**Instructions for the task:** Write out every item below, keeping each line identical to the original.

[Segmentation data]
######

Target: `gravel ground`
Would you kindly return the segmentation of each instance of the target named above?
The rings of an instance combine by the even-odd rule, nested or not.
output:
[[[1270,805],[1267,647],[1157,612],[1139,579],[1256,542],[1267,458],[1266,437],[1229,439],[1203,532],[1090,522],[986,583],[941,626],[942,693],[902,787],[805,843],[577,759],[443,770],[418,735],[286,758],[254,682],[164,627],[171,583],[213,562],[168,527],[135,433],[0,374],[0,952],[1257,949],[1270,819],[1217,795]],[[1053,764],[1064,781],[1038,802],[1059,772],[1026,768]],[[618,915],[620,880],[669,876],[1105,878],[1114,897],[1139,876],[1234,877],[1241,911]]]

######

**Task response:**
Target: `gravel ground`
Would you kindly return the segmentation of each instance of the target named above?
The rings of an instance combine by the even-odd rule, nested or not.
output:
[[[1270,805],[1267,647],[1157,612],[1139,579],[1256,542],[1267,458],[1266,437],[1229,439],[1203,532],[1090,522],[986,583],[941,626],[942,693],[902,787],[805,843],[577,759],[443,770],[418,735],[286,758],[254,682],[164,627],[171,583],[213,562],[168,527],[135,433],[0,374],[0,952],[1257,949],[1270,819],[1217,795]],[[1053,764],[1064,781],[1038,802],[1059,772],[1026,768]],[[618,915],[620,880],[669,876],[1105,878],[1114,897],[1139,876],[1234,877],[1241,911]]]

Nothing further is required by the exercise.